## Exercise task
Output the material below as a two-column CSV headed text and answer, with one row per entry that puts its wording in the text field and its answer in the answer field, each field quoted and with line breaks replaced by spaces. Cover all of the material and leave the pictures out.

[Pointing records]

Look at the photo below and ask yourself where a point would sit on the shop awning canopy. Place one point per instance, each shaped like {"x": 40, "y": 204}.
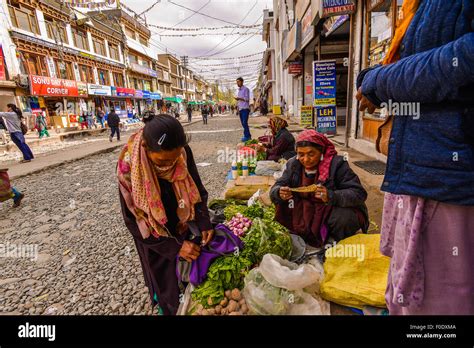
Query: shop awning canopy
{"x": 173, "y": 99}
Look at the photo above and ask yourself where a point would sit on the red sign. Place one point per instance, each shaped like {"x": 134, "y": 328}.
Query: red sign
{"x": 2, "y": 65}
{"x": 295, "y": 68}
{"x": 47, "y": 86}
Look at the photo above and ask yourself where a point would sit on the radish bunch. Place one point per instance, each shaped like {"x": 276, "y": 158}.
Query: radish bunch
{"x": 239, "y": 224}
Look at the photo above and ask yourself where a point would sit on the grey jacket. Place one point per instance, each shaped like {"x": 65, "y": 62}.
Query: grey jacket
{"x": 12, "y": 121}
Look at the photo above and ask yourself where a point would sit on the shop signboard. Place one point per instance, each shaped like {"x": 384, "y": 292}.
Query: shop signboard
{"x": 337, "y": 7}
{"x": 295, "y": 68}
{"x": 155, "y": 96}
{"x": 307, "y": 28}
{"x": 326, "y": 119}
{"x": 306, "y": 116}
{"x": 125, "y": 92}
{"x": 332, "y": 23}
{"x": 48, "y": 86}
{"x": 324, "y": 82}
{"x": 138, "y": 94}
{"x": 143, "y": 70}
{"x": 99, "y": 90}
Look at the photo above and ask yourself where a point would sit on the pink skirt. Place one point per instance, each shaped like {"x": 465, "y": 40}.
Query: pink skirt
{"x": 431, "y": 246}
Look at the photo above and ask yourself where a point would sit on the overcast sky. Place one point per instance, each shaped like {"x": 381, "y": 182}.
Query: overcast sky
{"x": 244, "y": 12}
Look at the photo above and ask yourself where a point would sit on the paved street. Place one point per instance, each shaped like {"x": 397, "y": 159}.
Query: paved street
{"x": 87, "y": 263}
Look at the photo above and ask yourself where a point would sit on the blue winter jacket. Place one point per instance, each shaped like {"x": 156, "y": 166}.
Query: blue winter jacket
{"x": 433, "y": 156}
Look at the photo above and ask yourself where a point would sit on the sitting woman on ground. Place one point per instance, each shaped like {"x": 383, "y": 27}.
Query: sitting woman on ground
{"x": 162, "y": 197}
{"x": 284, "y": 142}
{"x": 335, "y": 209}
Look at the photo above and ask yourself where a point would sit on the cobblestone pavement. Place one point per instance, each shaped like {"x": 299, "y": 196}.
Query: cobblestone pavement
{"x": 69, "y": 251}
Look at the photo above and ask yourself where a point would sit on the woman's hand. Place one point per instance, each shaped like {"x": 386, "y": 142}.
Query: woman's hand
{"x": 322, "y": 194}
{"x": 207, "y": 237}
{"x": 189, "y": 251}
{"x": 365, "y": 103}
{"x": 285, "y": 193}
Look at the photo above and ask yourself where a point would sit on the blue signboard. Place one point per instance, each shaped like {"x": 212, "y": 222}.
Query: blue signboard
{"x": 324, "y": 82}
{"x": 326, "y": 119}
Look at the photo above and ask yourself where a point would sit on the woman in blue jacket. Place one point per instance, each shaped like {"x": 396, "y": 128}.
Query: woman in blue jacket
{"x": 428, "y": 217}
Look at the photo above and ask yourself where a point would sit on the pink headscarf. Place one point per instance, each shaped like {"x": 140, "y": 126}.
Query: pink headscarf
{"x": 328, "y": 152}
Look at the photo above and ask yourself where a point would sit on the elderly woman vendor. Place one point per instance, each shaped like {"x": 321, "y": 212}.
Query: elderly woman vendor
{"x": 284, "y": 144}
{"x": 336, "y": 209}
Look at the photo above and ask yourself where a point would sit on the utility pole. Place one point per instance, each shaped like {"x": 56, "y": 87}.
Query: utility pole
{"x": 184, "y": 59}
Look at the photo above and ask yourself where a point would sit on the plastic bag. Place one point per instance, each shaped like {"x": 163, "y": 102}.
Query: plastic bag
{"x": 279, "y": 287}
{"x": 356, "y": 272}
{"x": 267, "y": 168}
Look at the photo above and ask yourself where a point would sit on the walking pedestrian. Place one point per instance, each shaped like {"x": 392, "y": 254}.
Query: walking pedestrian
{"x": 428, "y": 215}
{"x": 243, "y": 106}
{"x": 161, "y": 195}
{"x": 7, "y": 191}
{"x": 189, "y": 109}
{"x": 100, "y": 116}
{"x": 41, "y": 125}
{"x": 113, "y": 120}
{"x": 13, "y": 122}
{"x": 204, "y": 113}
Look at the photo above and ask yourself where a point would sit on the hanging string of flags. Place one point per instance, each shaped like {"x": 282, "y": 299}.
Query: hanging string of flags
{"x": 208, "y": 28}
{"x": 89, "y": 3}
{"x": 208, "y": 34}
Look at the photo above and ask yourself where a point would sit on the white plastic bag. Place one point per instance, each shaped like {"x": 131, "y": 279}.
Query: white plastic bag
{"x": 279, "y": 287}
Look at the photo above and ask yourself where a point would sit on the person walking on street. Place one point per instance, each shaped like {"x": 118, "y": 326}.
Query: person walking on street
{"x": 100, "y": 116}
{"x": 282, "y": 105}
{"x": 113, "y": 120}
{"x": 189, "y": 109}
{"x": 12, "y": 119}
{"x": 243, "y": 106}
{"x": 205, "y": 113}
{"x": 7, "y": 191}
{"x": 41, "y": 125}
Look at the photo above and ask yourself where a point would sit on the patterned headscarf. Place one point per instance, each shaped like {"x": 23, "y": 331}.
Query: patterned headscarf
{"x": 328, "y": 151}
{"x": 276, "y": 124}
{"x": 138, "y": 181}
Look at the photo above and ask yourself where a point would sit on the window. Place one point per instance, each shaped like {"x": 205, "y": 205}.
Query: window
{"x": 133, "y": 59}
{"x": 118, "y": 80}
{"x": 24, "y": 17}
{"x": 99, "y": 46}
{"x": 65, "y": 70}
{"x": 86, "y": 73}
{"x": 36, "y": 65}
{"x": 130, "y": 33}
{"x": 56, "y": 31}
{"x": 113, "y": 50}
{"x": 103, "y": 77}
{"x": 80, "y": 39}
{"x": 143, "y": 40}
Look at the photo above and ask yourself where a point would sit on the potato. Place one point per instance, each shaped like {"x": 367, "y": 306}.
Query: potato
{"x": 244, "y": 309}
{"x": 218, "y": 309}
{"x": 233, "y": 306}
{"x": 224, "y": 302}
{"x": 236, "y": 295}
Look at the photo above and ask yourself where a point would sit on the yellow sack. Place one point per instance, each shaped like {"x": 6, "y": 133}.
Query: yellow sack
{"x": 355, "y": 272}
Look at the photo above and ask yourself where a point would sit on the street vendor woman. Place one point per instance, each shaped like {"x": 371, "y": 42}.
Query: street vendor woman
{"x": 284, "y": 142}
{"x": 336, "y": 209}
{"x": 161, "y": 194}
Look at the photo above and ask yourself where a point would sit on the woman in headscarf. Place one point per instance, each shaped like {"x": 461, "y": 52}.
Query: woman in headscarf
{"x": 162, "y": 198}
{"x": 284, "y": 142}
{"x": 428, "y": 216}
{"x": 336, "y": 208}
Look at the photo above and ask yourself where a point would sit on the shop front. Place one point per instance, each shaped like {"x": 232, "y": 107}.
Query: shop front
{"x": 64, "y": 100}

## Response
text,answer
"Look at the photo below and ask yourself where a point would sit on the shop awning canopy. Place one point per instance, each shaped like {""x"": 40, ""y"": 204}. Query: shop awning canopy","{""x"": 173, ""y"": 99}"
"Look at the photo above and ask yourself where a point would sit on the red sign. Place one point per instance, each shaped like {""x"": 134, ""y"": 328}. Query: red sign","{""x"": 2, ""y"": 65} {""x"": 295, ""y"": 68} {""x"": 47, ""y"": 86}"
"Look at the photo above and ask yourself where a point would sit on the radish bunch. Place one point per instance, each shaped like {""x"": 276, ""y"": 158}. Query: radish bunch","{""x"": 239, ""y"": 224}"
"Look at the photo above and ask yourself where a point would sit on the grey jacket. Place one point per instance, each shaped like {""x"": 65, ""y"": 62}. Query: grey jacket","{""x"": 12, ""y"": 121}"
"Look at the photo above and ask yourself where a point would sit on the shop signboard. Place one point per instance, each shaped like {""x"": 384, ""y"": 292}. Query: shop signboard","{""x"": 337, ""y"": 7} {""x"": 295, ""y"": 68} {""x"": 155, ""y"": 96} {""x"": 307, ""y"": 28} {""x"": 326, ""y"": 119} {""x"": 306, ""y"": 116} {""x"": 125, ""y"": 92} {""x"": 332, ""y"": 23} {""x"": 48, ""y"": 86} {""x"": 324, ""y"": 82} {""x"": 138, ""y"": 94} {""x"": 143, ""y"": 70} {""x"": 99, ""y"": 90}"
"Look at the photo above and ask yourself where a point would sit on the pink skirt. Place one point per instance, each shaped like {""x"": 465, ""y"": 40}. Query: pink skirt","{""x"": 431, ""y"": 246}"
"Look at the photo above and ask yourself where a point would sit on the overcast sky. Place one point per instance, each shaped like {""x"": 381, ""y"": 182}. Query: overcast sky","{""x"": 244, ""y"": 12}"
"Look at the photo above and ask yourself where a point would sit on the paved street. Place one point per instance, each shaped like {""x"": 397, ""y"": 159}. Query: paved street","{""x"": 87, ""y"": 263}"
"Look at the photo above and ask yourself where a point would sit on the blue winter jacket. Place one point per instance, each shaped like {""x"": 156, ""y"": 166}. Query: blue winter jacket","{""x"": 433, ""y"": 156}"
"Look at the photo above and ask yourself where a point would sit on the sitting woman on ground. Place one point per instance, each shaped like {""x"": 383, ""y"": 27}. Query: sitting woman on ground","{""x"": 162, ""y"": 197} {""x"": 284, ""y"": 142} {""x"": 335, ""y"": 209}"
"Look at the photo above and ask yourself where a point would sit on the cobblestone pavement. Place one point per instance, each shaped like {""x"": 299, ""y"": 196}. Query: cobblestone pavement","{""x"": 69, ""y"": 251}"
"Look at the photo above and ask yourself where a point would sit on the woman's hand. Place one point per instance, each shaped like {""x"": 386, ""y"": 142}. Query: woman's hand","{""x"": 322, ""y"": 194} {""x"": 207, ""y"": 237} {""x"": 189, ""y"": 251} {""x"": 365, ""y"": 103} {""x"": 285, ""y"": 193}"
"Look at the photo above and ask yourself where a point would sit on the blue signboard. Place one point per instance, each shaped like {""x"": 212, ""y"": 222}. Query: blue signboard","{""x"": 324, ""y"": 82} {""x"": 326, ""y"": 119}"
"Look at the photo above and ask yourself where a point would sit on the woman in blue jacket. Place one point per instance, each shaped like {""x"": 396, ""y"": 128}. Query: woman in blue jacket","{""x"": 428, ""y"": 217}"
"Look at the photo above and ask yourself where a point would sit on the pink headscarf. Place one point per instance, each shaped like {""x"": 140, ""y"": 126}. Query: pink headscarf","{""x"": 328, ""y"": 152}"
"Look at the photo above and ask yourself where a point would sit on the elderly woman vendor. Place one point per instance, each shaped like {""x"": 321, ""y"": 212}. Query: elderly woman vendor","{""x"": 284, ""y"": 144} {""x"": 336, ""y"": 209}"
"Look at the photo above and ask yourself where a point would sit on the utility pole. Place one point per instance, each shaped like {""x"": 56, ""y"": 87}. Query: utility pole","{""x"": 184, ""y"": 59}"
"Look at the photo above and ask yourself where a point would sit on the plastic bag. Place one point per instance, each shaped like {""x"": 163, ""y"": 102}. Query: plastic bag","{""x"": 279, ""y"": 287} {""x"": 356, ""y"": 272} {""x"": 267, ""y"": 168}"
"Look at the photo above and ask yourself where a point would sit on the walking pedestrian. Place one point per instance, each shaped like {""x"": 392, ""y"": 254}. Query: walking pedestrian","{""x"": 428, ""y"": 215} {""x"": 243, ""y"": 106} {""x"": 161, ""y"": 195} {""x"": 7, ""y"": 191} {""x"": 189, ""y"": 109} {""x"": 100, ""y"": 116} {""x"": 41, ""y"": 125} {""x"": 113, ""y"": 120} {""x"": 13, ""y"": 122} {""x"": 204, ""y"": 113}"
"Look at the photo above and ask yourself where a point would sit on the hanging string of flags. Place one point per instance, each shaped like {""x"": 282, ""y"": 299}. Query: hanging string of flags","{""x"": 208, ""y"": 28} {""x"": 89, ""y"": 3} {""x"": 208, ""y"": 34}"
"Look at the photo above and ask yourself where a point would sit on the white plastic bag. Place one point per instance, each shaped like {""x"": 131, ""y"": 279}. Query: white plastic bag","{""x"": 279, ""y"": 287}"
"Look at the photo above and ask yourself where a point would sit on the person walking on street. Place one point per instance, each shaped like {""x"": 118, ""y"": 326}. Query: person walking on street","{""x"": 100, ""y"": 116} {""x"": 282, ""y"": 105} {""x"": 113, ""y"": 120} {""x"": 189, ""y"": 109} {""x"": 12, ""y"": 119} {""x"": 243, ""y"": 106} {""x"": 205, ""y"": 113} {""x"": 7, ""y"": 191} {""x"": 41, ""y"": 125}"
"Look at the photo above and ask yourself where a point would sit on the patterned headscarf. Place one point per instance, each shaped like {""x"": 23, ""y"": 331}. Query: patterned headscarf","{""x"": 328, ""y"": 151} {""x"": 276, ""y"": 124} {""x"": 138, ""y"": 181}"
"Look at the photo above and ask yourself where a point would sit on the window. Place one point per instance, each shaped like {""x"": 205, ""y"": 205}. Query: window","{""x"": 133, ""y"": 59} {""x"": 118, ""y"": 80} {""x"": 24, ""y"": 17} {""x"": 99, ""y"": 46} {""x"": 65, ""y"": 70} {""x"": 86, ""y"": 73} {""x"": 36, ""y"": 65} {""x"": 130, ""y"": 33} {""x"": 56, ""y"": 31} {""x"": 113, ""y"": 50} {""x"": 103, ""y"": 77} {""x"": 80, ""y"": 39} {""x"": 143, ""y"": 40}"
"Look at the photo above and ask yourself where a point would sit on the potato. Place one point per instance, each shaped like {""x"": 367, ""y"": 306}. Query: potato","{""x"": 244, ""y"": 309} {""x"": 218, ""y"": 309} {""x"": 233, ""y"": 306} {""x"": 224, ""y"": 302} {""x"": 236, ""y"": 295}"
"Look at the photo above and ask yourself where a point would sit on the yellow sack. Place one point per instance, each shaped like {""x"": 6, ""y"": 133}. Query: yellow sack","{""x"": 355, ""y"": 272}"
"Look at the photo above and ask yourself where a point would sit on the street vendor woman. Place one point per instance, each shaped like {""x"": 371, ""y"": 42}. Query: street vendor woman","{""x"": 284, ""y"": 142} {""x"": 336, ""y"": 209} {""x"": 161, ""y"": 194}"
"Look at the photo above and ask yourself where a point would sit on the woman in headscarf. Place one point per instance, each shaped like {""x"": 461, ""y"": 52}. Query: woman in headscarf","{""x"": 162, ""y"": 198} {""x"": 284, ""y"": 142} {""x"": 428, ""y"": 216} {""x"": 336, ""y"": 208}"
"Look at the photo above and ask yourself where a point would sit on the shop front. Place one point per instance, each shaped like {""x"": 232, ""y"": 107}. Query: shop front","{""x"": 64, ""y"": 100}"